# Golfe de Moribhan Brittany Yes or No?



## barryd (May 9, 2008)

Hi Folks

Our grand Tour De France continues and we are currently parked on a nice municiple in Chauvigny near Poitiers.

Tomorrow we are going to head up to Brittany for the last couple of weeks of the tour. We were going to head straight up to Dinan and then St Malo and along the north coast which we know and love. I wondered about diverting off to the Golfe de Moribhan which we missed out after Quiberon last year.

Is it worth a detour? Any recommendations appreciated. Will probably stay at Aires or cheap Municiples if anyone wants to make a recommendation.

Prefer free camping but we have discovered that these municiples are pretty good value. This one is about £7 for electric and water at the pitch and its very pleasant. Feel free to call me a tight Yorkshire man (again).

Cheers
Barry


----------



## randonneur (Jan 25, 2007)

If you are nearby go to Malestroit. It is the most beautiful place, cobbled streets and houses that overhang the pavements by the canal. Our friends live opposite the Lock-Keepers cottage and if you go over the little bridge there is an Aire on the righthand side. There is also an Aire outside the Municipal Campsite, this is very cheap and the showers and toilets are immaculate. It is a very easy walk into the centre of the town, 5 mins. If it was in a warmer part of France we would move there tomorrow. There is a Tourist Office in the centre of the town also.


----------



## barryd (May 9, 2008)

randonneur said:


> If you are nearby go to Malestroit. It is the most beautiful place, cobbled streets and houses that overhang the pavements by the canal. Our friends live opposite the Lock-Keepers cottage and if you go over the little bridge there is an Aire on the righthand side. There is also an Aire outside the Municipal Campsite, this is very cheap and the showers and toilets are immaculate. It is a very easy walk into the centre of the town, 5 mins. If it was in a warmer part of France we would move there tomorrow. There is a Tourist Office in the centre of the town also.

» RAW DATA
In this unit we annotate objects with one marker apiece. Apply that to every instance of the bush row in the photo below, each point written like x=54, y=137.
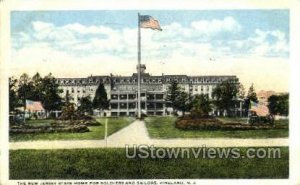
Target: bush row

» OBJECTIVE 1
In the thread about touring Brittany, how much does the municipal site in Chauvigny cost for electric and water at the pitch?
» OBJECTIVE 2
Set down the passage of the Brittany thread from "Our grand Tour" up to and including "Yorkshire man (again).", word for word.

» WRITTEN SOLUTION 1
About £7.

» WRITTEN SOLUTION 2
Our grand Tour De France continues and we are currently parked on a nice municiple in Chauvigny near Poitiers.

Tomorrow we are going to head up to Brittany for the last couple of weeks of the tour. We were going to head straight up to Dinan and then St Malo and along the north coast which we know and love. I wondered about diverting off to the Golfe de Moribhan which we missed out after Quiberon last year.

Is it worth a detour? Any recommendations appreciated. Will probably stay at Aires or cheap Municiples if anyone wants to make a recommendation.

Prefer free camping but we have discovered that these municiples are pretty good value. This one is about £7 for electric and water at the pitch and its very pleasant. Feel free to call me a tight Yorkshire man (again).